#### SELECTED EXCERPT

————

On the 1980s weekly television show Dick Clark's Live Wednesday, Steve "Mr. Escape" Baker successfully escaped from two straitjackets while hanging upside down over the stage.  His first attempt ended in a minor muscle injury; however, he repeated the stunt and was successful.
On September 27, 2003, James Peters (UK) escaped from a Posey straitjacket 193 times in eight hours at YMCA Chelmsford, in Essex.
On January 8, 2005, at the Arndale Centre, Manchester UK, David Straitjacket set the Guinness World Record for the fastest straitjacket escape in a time of 81.24 seconds.
On June 19, 2005, Ben Bradshaw from Australia performed a Posey straitjacket escape using four backstraps, an arm loop, a crotch strap, arm straps and self-tightening clasps. He managed to escape in a time of 50.08 seconds on the Guinness World Records studio in Sydney, beating the previous 81.24-second record by David Straitjacket.
On August 5, 2006, Michal Angelo set a new record by escaping from a regulation straitjacket while being fully submerged under water in a time of 29.1 seconds, beating the previous 38.59 second record by Ben Bradshaw.
Jonathan Edmiston "Danger Nate" set a new Guinness World Record for "Fastest Straitjacket Escape" using a Posey straitjacket with the front arm loop, side arm loops, and pelvic strap in a time of 20.72 seconds on July 4, 2007, at the Independence Day Celebration on the US Naval Base in Yokosuka, Japan.
Matt the Knife set a new Guinness World Record for "Fastest Escape from a Straitjacket" using a Posey straitjacket with the front arm loop, side arm loops, and pelvic strap in a time of 18.8 seconds on September 17, 2007, at The Media Hotel in Beijing, China.
On October 8, 2007, American Cliff Gerstman escaped from a straitjacket while floating in zero gravity. The escape was performed in an airplane flown by Zero G Inc. and sponsored by Northrop Grumman. This was the world's first zero gravity straitjacket escape and took 40 seconds to complete.
On September 4, 2010, on the Fox News channel show Fox & Friends, Alexanderia the Great set a record for an extreme straitjacket escape.  She escaped a regulation straitjacket secured with 50 feet of 1/4 inch chain and 10 padlocks in 2:37.  The Universal Records Database officiated over the record.

————

Collected data
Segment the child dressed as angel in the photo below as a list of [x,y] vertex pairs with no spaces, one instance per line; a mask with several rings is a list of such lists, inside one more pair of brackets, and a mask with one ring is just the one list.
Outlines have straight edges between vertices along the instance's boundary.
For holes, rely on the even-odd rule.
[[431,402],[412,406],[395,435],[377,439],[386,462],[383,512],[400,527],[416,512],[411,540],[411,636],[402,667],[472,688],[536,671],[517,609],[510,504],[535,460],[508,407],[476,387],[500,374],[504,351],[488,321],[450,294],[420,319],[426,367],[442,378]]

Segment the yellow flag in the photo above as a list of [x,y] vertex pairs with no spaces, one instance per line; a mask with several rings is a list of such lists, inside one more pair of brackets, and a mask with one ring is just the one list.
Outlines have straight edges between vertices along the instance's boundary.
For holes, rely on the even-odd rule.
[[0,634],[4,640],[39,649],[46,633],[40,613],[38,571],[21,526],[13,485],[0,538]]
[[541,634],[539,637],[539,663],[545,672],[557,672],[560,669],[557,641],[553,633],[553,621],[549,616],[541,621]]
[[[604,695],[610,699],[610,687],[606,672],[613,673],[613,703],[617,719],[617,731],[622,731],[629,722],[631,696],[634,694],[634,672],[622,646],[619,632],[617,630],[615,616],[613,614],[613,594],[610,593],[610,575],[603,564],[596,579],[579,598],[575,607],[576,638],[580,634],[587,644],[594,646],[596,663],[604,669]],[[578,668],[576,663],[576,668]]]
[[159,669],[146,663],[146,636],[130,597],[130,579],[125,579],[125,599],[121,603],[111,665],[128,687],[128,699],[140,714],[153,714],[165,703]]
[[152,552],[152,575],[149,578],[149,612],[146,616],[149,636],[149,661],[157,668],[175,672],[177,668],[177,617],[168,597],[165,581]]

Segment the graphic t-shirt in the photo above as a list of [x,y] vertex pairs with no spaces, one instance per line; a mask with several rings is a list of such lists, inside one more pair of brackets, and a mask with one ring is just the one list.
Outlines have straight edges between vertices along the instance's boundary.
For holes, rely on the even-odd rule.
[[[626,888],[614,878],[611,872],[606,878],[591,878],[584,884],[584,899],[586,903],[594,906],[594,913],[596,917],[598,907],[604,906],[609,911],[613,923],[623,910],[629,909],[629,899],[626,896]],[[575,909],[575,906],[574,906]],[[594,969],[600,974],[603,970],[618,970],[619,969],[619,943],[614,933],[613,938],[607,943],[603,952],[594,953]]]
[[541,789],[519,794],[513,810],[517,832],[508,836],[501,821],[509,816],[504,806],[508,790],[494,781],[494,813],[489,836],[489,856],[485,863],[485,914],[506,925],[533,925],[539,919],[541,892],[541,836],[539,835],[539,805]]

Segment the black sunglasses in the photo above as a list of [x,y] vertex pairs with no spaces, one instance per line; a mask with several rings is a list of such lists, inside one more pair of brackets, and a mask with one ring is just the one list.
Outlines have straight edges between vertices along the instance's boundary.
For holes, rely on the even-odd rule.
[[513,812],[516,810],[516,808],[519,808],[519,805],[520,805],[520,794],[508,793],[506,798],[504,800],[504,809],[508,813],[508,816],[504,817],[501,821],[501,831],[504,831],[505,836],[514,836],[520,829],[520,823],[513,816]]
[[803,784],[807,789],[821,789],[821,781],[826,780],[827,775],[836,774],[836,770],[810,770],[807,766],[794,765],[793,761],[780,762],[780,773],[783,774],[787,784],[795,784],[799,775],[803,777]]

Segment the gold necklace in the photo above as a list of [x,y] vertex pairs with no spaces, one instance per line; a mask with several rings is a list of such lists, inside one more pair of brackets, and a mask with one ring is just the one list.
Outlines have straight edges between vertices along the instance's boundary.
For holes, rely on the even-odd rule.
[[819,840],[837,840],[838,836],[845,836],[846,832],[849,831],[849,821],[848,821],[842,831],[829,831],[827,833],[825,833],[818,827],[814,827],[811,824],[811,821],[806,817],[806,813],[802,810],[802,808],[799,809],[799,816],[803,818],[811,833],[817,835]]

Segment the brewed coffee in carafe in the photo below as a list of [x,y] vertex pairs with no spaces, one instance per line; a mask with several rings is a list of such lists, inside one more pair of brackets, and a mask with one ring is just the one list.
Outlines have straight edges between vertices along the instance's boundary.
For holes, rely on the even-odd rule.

————

#### WHAT THIS EXERCISE ASKS
- a) According to the passage on straitjacket escapes, how long did Cliff Gerstman's zero gravity escape take?
- b) Continue the passage on straitjacket escapes from its final sentence.
The lines have no connection to the passage on straitjacket escapes.

#### LIST OF ANSWERS
- a) 40 seconds

- b)
On October 8, 2011, illusionist Lucas Wilson set a new Guinness World Record for fastest escape from a Posey straitjacket and chains, while in suspension. Lucas time was 19.2 seconds beating the previous record of 54.24 seconds.
On March 6, 2011, Roslyn Walker became the first person to escape from a regulation Posey straitjacket complete with front and side loops and have his arms secured behind his back during the Secret Escape Challenge meeting in Essex. It took him 14 minutes and 27 seconds to free himself.
 On January 9, 2013, UK female escape artist Sofia Romero, also known as Sof Strait, set a new Guinness World Record for most straitjacket escapes in one hour. She escaped from a regulated Posey straitjacket 49 times consecutively on the set of Officially Amazing (Lion TV) at The Old Vic Tunnels in London, UK.
 On July 23, 2013, Alexanderia the Great performed an underwater straitjacket escape in a small bullet-proof clear tank in full view for America's Got Talent, live on stage at Radio City Music Hall. Billed as a combination of two of Houdini's greatest escapes (The Straitjacket and The Milk Can or Water Cell escapes), Alexanderia was put into a regulation Houdini straitjacket, with five leather straps including a crotch strap. The straitjacket was then secured with an additional 25 feet of 1/4-inch steel chain. A padlock was secured each time the chains were wrapped around her body and arms, resulting in a total of five padlocks. Alexanderia then went into a small (3x3) clear bullet-proof (Lexan) tank filled with water. The lid to the tank was padlocked shut, forcing her underwater with no way to breathe. Unlike any of Houdini's Milk Can or Water Cell escapes, no curtains were used to hide the method of escape.

References
Citations

Sources
 Wiktionary: 1870 citation for straightjacket/camisole
 Chris Fowler, Stars and Stripes. July 4, 2007. Sailor to mark holiday by wiggling out a straitjacket record . Retrieved on 26 March 2008.
 Chris Fowler, Stars and Stripes. August 15, 2007. It's official: Sailor sets a Guinness world record . Retrieved on 26 March 2008.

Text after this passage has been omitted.